PISA – Sia che voi arriviate dalla stazione di Pisa Centrale sia che il vostro autobus si fermi in via Cesare Battisti, con molta probabilità vi troverete ad attraversare Piazza Vittorio Emanuele, uno dei punti di passaggio più importanti e frequentati della città. Da qui, infatti, percorrendo tutto Corso Italia, si raggiunge direttamente il Ponte di Mezzo e poi Borgo Stretto, addentrandosi così nella parte più medievale di Pisa.
Ma, prima di gettarvi in mezzo alla folla brulicante che entra ed esce da ogni negozio della via dello shopping, Corso Italia, appunto, magari, dopo, una sosta in uno dei tanti bar di Piazza Vittorio Emanuele, fate una piccola deviazione. Avendo l’accortezza di dare le spalle alla stazione, svoltate a sinistra, in direzione di una fermata dell’autobus che cerca di nascondere, con scarsi risultati, lo sportello di un bancomat e alcune panchine dalla forma ondulata.
Il piccolo spiazzo in cui vi trovate ospita, oltre ad un colorato e simpatico bar e ad una piccola installazione per bambini, l’ultima opera pubblica dell’artista statunitense Keith Haring, datata giugno 1989, nonché l’unica pensata per essere permanente. Il gigantesco murales, circa 10 metri in altezza e 18 in larghezza, è stato intitolato, dallo stesso Keith Haring, “Tuttomondo”.

Estratti del dataset:
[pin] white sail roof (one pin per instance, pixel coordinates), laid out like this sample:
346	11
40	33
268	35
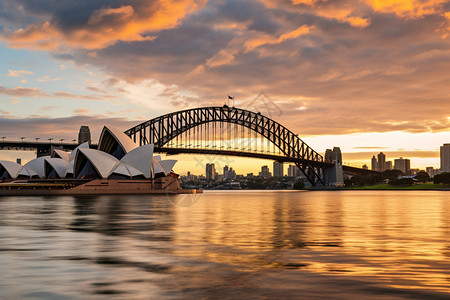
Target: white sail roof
105	143
37	165
59	165
69	169
103	162
58	153
27	172
127	170
12	168
168	165
157	168
81	146
141	159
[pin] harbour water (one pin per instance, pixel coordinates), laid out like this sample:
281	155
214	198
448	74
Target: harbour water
227	245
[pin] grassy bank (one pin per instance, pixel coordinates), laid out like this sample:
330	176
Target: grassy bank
425	186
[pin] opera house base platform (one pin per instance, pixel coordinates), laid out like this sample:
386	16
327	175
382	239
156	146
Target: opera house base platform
47	187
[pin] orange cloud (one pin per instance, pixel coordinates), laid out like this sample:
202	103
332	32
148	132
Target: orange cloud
407	8
105	27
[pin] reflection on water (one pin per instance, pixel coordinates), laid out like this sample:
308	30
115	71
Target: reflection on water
314	245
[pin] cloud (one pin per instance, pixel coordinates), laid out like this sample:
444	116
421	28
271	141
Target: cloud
104	26
350	66
18	73
408	8
46	78
58	128
21	92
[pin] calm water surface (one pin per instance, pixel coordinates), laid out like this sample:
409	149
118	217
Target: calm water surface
232	245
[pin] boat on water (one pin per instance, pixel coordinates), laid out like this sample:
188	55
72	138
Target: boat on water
117	166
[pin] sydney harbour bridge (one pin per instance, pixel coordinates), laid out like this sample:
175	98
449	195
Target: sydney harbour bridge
222	131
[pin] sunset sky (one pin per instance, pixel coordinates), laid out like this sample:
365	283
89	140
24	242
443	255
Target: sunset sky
367	76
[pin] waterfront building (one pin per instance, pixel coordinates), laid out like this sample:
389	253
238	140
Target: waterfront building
335	175
445	158
225	172
381	162
431	171
210	172
402	164
388	165
293	171
84	135
278	169
265	172
374	164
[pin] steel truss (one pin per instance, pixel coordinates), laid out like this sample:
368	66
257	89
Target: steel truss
163	129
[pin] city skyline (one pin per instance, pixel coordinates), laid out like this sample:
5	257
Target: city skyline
336	75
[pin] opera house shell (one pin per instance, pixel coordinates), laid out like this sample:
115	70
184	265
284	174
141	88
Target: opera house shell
117	166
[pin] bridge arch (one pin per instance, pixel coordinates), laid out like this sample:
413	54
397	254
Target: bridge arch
161	130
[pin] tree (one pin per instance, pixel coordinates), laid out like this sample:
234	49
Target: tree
422	176
442	178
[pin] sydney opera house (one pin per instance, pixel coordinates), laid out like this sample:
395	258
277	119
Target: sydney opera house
117	166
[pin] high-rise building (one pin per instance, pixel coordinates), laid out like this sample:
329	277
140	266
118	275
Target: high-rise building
381	162
278	169
402	164
84	135
264	172
210	172
389	165
293	171
445	158
225	172
374	163
431	171
335	175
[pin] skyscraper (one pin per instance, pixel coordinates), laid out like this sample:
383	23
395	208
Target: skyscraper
278	169
84	135
402	164
374	163
293	171
225	172
210	172
381	162
445	158
264	172
388	165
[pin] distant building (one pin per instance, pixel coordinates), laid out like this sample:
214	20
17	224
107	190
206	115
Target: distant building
335	175
381	162
84	135
293	171
210	172
431	171
278	169
388	165
374	163
402	164
265	172
445	158
225	172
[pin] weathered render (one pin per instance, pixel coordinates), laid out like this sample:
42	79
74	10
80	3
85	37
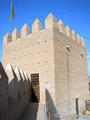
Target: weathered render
3	94
58	55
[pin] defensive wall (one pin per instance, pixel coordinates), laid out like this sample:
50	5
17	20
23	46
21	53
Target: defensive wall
58	54
14	92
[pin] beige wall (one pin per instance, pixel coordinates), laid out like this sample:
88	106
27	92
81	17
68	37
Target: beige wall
44	52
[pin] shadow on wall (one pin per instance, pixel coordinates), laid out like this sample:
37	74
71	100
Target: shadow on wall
52	113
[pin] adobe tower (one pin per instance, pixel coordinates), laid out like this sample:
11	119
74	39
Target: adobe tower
57	57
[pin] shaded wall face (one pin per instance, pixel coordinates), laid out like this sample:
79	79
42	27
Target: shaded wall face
71	75
34	54
18	95
3	94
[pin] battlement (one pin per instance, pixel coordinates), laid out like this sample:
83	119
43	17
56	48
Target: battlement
50	23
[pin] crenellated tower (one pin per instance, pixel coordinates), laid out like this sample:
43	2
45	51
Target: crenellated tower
58	56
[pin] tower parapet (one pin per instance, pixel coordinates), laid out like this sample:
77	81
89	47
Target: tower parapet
15	35
36	26
25	31
51	22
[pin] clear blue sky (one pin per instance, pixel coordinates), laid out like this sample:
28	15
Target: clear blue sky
75	13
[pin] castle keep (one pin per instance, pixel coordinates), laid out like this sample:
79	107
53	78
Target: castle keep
55	58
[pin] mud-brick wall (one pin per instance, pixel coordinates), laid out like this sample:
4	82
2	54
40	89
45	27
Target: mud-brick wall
18	92
3	94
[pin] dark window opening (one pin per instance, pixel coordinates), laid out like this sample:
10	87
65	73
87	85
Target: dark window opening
35	96
77	108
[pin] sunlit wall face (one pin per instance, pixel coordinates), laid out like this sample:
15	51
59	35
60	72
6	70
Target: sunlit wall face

Esercizi:
1 > Secondo il testo su Pisa, quanto è alto il murale "Tuttomondo"?
2 > Estrai dal testo su Pisa il passo da "PISA – Sia che" a "medievale di Pisa.", copiandolo parola per parola.
3 > Indica se ciascuna affermazione concorda con il testo su Pisa, rispondendo sì o no e citando le parole del testo che lo dimostrano.
(a) Keith Haring era un artista statunitense.
(b) Il murale "Tuttomondo" è largo circa 10 metri.
(c) Percorrendo Corso Italia si arriva direttamente al Ponte di Mezzo.

Risposte:
1 > Circa 10 metri.

2 >
PISA – Sia che voi arriviate dalla stazione di Pisa Centrale sia che il vostro autobus si fermi in via Cesare Battisti, con molta probabilità vi troverete ad attraversare Piazza Vittorio Emanuele, uno dei punti di passaggio più importanti e frequentati della città. Da qui, infatti, percorrendo tutto Corso Italia, si raggiunge direttamente il Ponte di Mezzo e poi Borgo Stretto, addentrandosi così nella parte più medievale di Pisa.

3 >
(a) Sì: "l’ultima opera pubblica dell’artista statunitense Keith Haring".
(b) No: "circa 10 metri in altezza e 18 in larghezza".
(c) Sì: "percorrendo tutto Corso Italia, si raggiunge direttamente il Ponte di Mezzo".